Content starts
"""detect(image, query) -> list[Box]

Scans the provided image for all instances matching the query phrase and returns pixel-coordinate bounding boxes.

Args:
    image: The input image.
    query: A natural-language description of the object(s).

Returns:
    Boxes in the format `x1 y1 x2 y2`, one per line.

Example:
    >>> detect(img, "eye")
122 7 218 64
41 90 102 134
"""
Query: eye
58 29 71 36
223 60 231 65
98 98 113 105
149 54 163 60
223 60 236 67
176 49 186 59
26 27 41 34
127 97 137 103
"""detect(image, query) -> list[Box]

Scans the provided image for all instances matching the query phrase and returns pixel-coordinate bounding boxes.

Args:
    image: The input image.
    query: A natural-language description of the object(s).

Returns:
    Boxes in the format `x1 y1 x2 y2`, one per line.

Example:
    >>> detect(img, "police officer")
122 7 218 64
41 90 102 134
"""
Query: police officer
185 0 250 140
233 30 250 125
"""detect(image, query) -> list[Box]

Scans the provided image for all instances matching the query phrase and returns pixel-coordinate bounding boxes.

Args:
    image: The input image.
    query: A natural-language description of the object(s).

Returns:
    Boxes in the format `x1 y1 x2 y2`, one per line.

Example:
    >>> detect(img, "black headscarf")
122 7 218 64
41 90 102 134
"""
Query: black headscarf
Content ends
Content starts
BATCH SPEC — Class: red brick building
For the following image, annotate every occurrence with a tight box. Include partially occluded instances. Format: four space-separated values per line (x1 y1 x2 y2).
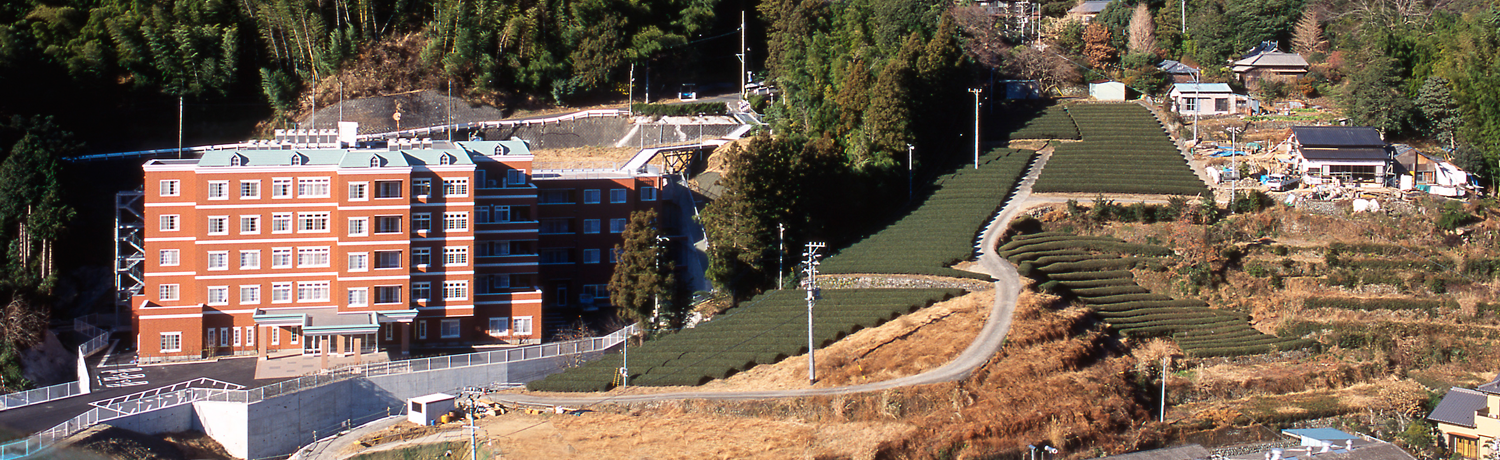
Content ends
WORK REQUEST: Whenever the string "black" appears on a line of the material, that line counts; report the count and nothing else.

ANSWER TO THE EXERCISE: 2